What is being asked: Could you print every line of the records below word for word, omitting the pictures?

Listed entries:

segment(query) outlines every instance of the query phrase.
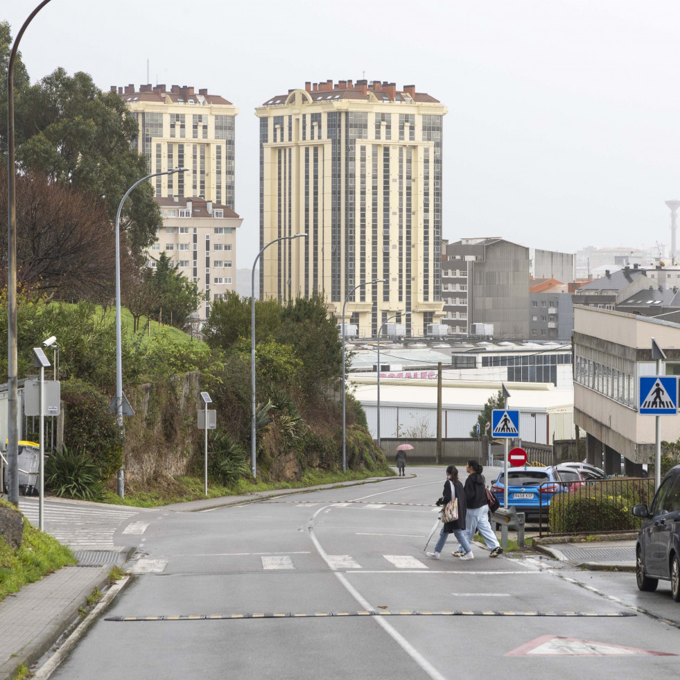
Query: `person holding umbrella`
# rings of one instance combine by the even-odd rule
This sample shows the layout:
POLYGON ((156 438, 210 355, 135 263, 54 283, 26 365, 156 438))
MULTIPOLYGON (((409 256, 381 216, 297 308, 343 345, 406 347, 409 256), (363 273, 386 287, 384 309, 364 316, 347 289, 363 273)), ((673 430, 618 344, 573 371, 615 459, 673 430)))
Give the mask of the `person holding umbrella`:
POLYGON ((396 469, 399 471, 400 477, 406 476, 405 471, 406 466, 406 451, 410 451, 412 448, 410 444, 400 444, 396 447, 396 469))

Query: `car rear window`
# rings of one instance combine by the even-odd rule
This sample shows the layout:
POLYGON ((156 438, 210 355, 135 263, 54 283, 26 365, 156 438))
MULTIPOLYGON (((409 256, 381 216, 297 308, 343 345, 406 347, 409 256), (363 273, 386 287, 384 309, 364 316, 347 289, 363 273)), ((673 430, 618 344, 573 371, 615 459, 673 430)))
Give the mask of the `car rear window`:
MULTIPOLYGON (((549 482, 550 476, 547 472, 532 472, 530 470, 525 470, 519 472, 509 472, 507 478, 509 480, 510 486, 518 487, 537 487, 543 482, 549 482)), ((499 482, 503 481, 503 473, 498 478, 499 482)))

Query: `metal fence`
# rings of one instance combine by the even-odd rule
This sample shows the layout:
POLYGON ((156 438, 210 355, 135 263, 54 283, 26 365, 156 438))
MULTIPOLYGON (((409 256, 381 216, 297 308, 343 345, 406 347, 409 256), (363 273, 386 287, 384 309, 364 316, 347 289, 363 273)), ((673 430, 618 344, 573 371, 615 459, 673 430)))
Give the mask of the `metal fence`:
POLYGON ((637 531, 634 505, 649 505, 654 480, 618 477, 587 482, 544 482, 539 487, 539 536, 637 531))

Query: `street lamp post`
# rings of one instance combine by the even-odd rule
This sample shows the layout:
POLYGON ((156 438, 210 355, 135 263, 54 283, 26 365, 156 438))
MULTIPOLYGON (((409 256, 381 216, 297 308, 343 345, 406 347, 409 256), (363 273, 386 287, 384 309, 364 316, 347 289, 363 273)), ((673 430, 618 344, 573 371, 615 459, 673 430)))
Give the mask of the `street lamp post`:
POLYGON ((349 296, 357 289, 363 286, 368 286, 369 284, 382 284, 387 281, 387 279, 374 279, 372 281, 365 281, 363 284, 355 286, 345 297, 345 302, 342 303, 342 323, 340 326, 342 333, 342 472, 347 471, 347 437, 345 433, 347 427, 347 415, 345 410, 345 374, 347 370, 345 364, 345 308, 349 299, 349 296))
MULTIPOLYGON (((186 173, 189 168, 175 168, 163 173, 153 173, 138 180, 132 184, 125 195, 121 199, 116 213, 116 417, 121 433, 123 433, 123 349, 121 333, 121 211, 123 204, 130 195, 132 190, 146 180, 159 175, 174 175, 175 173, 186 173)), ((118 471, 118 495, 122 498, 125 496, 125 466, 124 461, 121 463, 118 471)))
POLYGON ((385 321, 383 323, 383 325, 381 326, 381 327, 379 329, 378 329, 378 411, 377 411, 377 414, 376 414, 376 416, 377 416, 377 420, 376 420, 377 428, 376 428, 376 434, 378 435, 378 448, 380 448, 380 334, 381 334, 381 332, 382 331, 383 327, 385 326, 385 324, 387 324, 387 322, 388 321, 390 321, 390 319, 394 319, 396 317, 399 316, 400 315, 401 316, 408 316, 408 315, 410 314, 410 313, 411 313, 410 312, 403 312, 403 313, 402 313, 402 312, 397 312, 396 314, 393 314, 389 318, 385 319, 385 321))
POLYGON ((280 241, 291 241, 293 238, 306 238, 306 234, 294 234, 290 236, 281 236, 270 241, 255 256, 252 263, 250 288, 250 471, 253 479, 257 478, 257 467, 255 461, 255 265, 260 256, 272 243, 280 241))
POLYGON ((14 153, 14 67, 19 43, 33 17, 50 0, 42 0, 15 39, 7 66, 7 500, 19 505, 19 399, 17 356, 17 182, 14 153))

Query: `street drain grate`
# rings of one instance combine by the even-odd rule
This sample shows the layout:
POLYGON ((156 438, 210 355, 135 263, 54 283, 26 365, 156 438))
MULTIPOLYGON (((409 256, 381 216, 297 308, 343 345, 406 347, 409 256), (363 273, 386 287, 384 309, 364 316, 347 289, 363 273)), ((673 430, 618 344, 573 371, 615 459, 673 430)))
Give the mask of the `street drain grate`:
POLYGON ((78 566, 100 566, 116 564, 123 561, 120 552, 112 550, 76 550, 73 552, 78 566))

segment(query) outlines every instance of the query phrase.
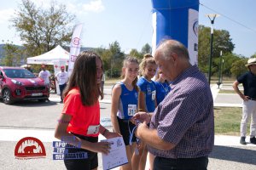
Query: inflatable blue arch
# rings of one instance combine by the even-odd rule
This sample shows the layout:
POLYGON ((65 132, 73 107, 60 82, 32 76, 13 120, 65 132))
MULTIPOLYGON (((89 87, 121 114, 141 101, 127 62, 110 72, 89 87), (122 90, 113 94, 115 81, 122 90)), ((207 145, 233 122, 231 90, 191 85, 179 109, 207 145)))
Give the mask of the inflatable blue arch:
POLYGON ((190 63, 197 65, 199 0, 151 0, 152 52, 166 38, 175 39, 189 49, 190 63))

Full response:
segment(query) outlines every instance of the query phrase.
Query: `person holding umbrella`
# rings of one instance combine by the even-odd rule
This sample shows the layout:
POLYGON ((156 438, 210 355, 135 263, 54 283, 26 365, 156 438))
MULTIPOLYGON (((409 256, 381 216, 297 308, 343 345, 406 347, 409 256), (363 273, 386 287, 384 309, 364 316, 347 289, 363 273)), ((673 430, 618 344, 573 371, 615 459, 673 430)))
Give the mask of the `person holding umbrella`:
POLYGON ((396 469, 399 471, 400 477, 406 476, 405 471, 406 466, 406 451, 410 451, 412 448, 410 444, 400 444, 396 447, 396 469))

Query: `car rear window`
# rings of one instance combine by the even-odd rule
This sample shows the layout:
POLYGON ((156 438, 210 355, 135 263, 54 283, 26 365, 156 438))
MULTIPOLYGON (((409 256, 381 216, 297 308, 343 345, 406 347, 409 256), (363 273, 386 287, 384 309, 364 316, 347 289, 363 273)), ((673 430, 618 344, 573 371, 615 459, 673 430)))
Give the mask of the `car rear window`:
MULTIPOLYGON (((549 482, 550 476, 547 472, 532 472, 530 470, 525 470, 519 472, 509 472, 507 478, 509 480, 510 486, 518 487, 537 487, 543 482, 549 482)), ((499 482, 503 481, 503 473, 498 478, 499 482)))

Query: `metal fence`
# rings of one instance combine by the even-odd rule
This sample shows the layout:
POLYGON ((156 438, 210 355, 135 263, 54 283, 26 365, 156 438))
MULTIPOLYGON (((409 256, 381 216, 297 308, 343 345, 406 347, 409 256), (363 273, 386 287, 384 309, 364 316, 347 289, 363 273)), ((673 430, 618 344, 573 371, 615 459, 673 430)))
Give the mask of the `metal fence`:
POLYGON ((637 531, 634 505, 649 505, 654 480, 618 477, 587 482, 544 482, 539 487, 539 536, 637 531))

Query: `street lamp post`
# rings of one instance combine by the even-odd rule
This sample shows the layout:
POLYGON ((156 438, 210 355, 135 263, 54 283, 26 365, 156 438))
MULTIPOLYGON (((409 256, 381 216, 297 308, 343 345, 406 347, 409 256), (363 273, 386 287, 384 309, 364 316, 347 289, 363 273)), ((673 430, 618 344, 573 371, 615 459, 673 430)))
Give the mask of the `street lamp post`:
POLYGON ((349 296, 357 289, 363 286, 368 286, 369 284, 382 284, 387 281, 387 279, 374 279, 372 281, 365 281, 363 284, 355 286, 345 297, 345 302, 342 303, 342 323, 340 326, 342 333, 342 472, 347 471, 347 437, 345 433, 347 427, 347 415, 345 410, 345 374, 347 370, 345 364, 345 308, 349 299, 349 296))
MULTIPOLYGON (((186 173, 189 168, 175 168, 163 173, 153 173, 138 180, 132 184, 125 195, 121 199, 116 213, 116 417, 121 433, 123 433, 123 349, 121 333, 121 211, 123 204, 130 195, 132 190, 146 180, 159 175, 174 175, 175 173, 186 173)), ((118 471, 118 495, 122 498, 125 496, 125 466, 124 461, 121 463, 118 471)))
POLYGON ((385 321, 383 323, 383 325, 381 326, 381 327, 379 329, 378 329, 378 411, 377 411, 377 414, 376 414, 376 416, 377 416, 377 420, 376 420, 377 428, 376 428, 376 434, 378 435, 378 448, 380 448, 380 334, 381 334, 381 332, 382 331, 383 327, 385 326, 385 324, 387 324, 387 322, 388 321, 390 321, 390 319, 394 319, 396 317, 399 316, 400 315, 401 316, 408 316, 408 315, 410 314, 410 313, 411 313, 410 312, 403 312, 403 313, 402 313, 402 312, 397 312, 396 314, 393 314, 389 318, 385 319, 385 321))
POLYGON ((280 241, 291 241, 293 238, 306 238, 306 234, 294 234, 290 236, 281 236, 270 241, 255 256, 252 263, 250 288, 250 471, 253 479, 257 478, 257 467, 255 461, 255 265, 260 256, 272 243, 280 241))
POLYGON ((14 153, 14 67, 19 43, 33 17, 50 0, 42 0, 15 39, 7 66, 7 500, 19 505, 19 399, 17 356, 17 182, 14 153))

Query: `street drain grate`
# rings of one instance combine by the even-odd rule
This sample shows the layout:
POLYGON ((156 438, 210 355, 135 263, 54 283, 26 365, 156 438))
MULTIPOLYGON (((409 256, 381 216, 297 308, 343 345, 406 347, 409 256), (363 273, 386 287, 384 309, 364 316, 347 289, 363 273)), ((673 430, 618 344, 573 371, 615 459, 673 430)))
Give the mask of the `street drain grate`:
POLYGON ((78 566, 100 566, 116 564, 123 561, 120 552, 112 550, 76 550, 73 552, 78 566))

segment(query) outlines every instance of the query phrase.
Query: inflatable blue arch
# rings of one instance combine by the even-odd rule
This sample shows the layout:
POLYGON ((65 132, 73 107, 60 82, 32 76, 13 120, 65 132))
MULTIPOLYGON (((89 87, 121 114, 141 101, 127 62, 110 72, 89 87), (122 90, 113 94, 115 81, 122 90)), ((207 145, 233 122, 231 90, 191 85, 179 109, 207 145)))
Give the mask of the inflatable blue arch:
POLYGON ((190 63, 197 65, 199 0, 151 0, 152 52, 166 38, 175 39, 189 49, 190 63))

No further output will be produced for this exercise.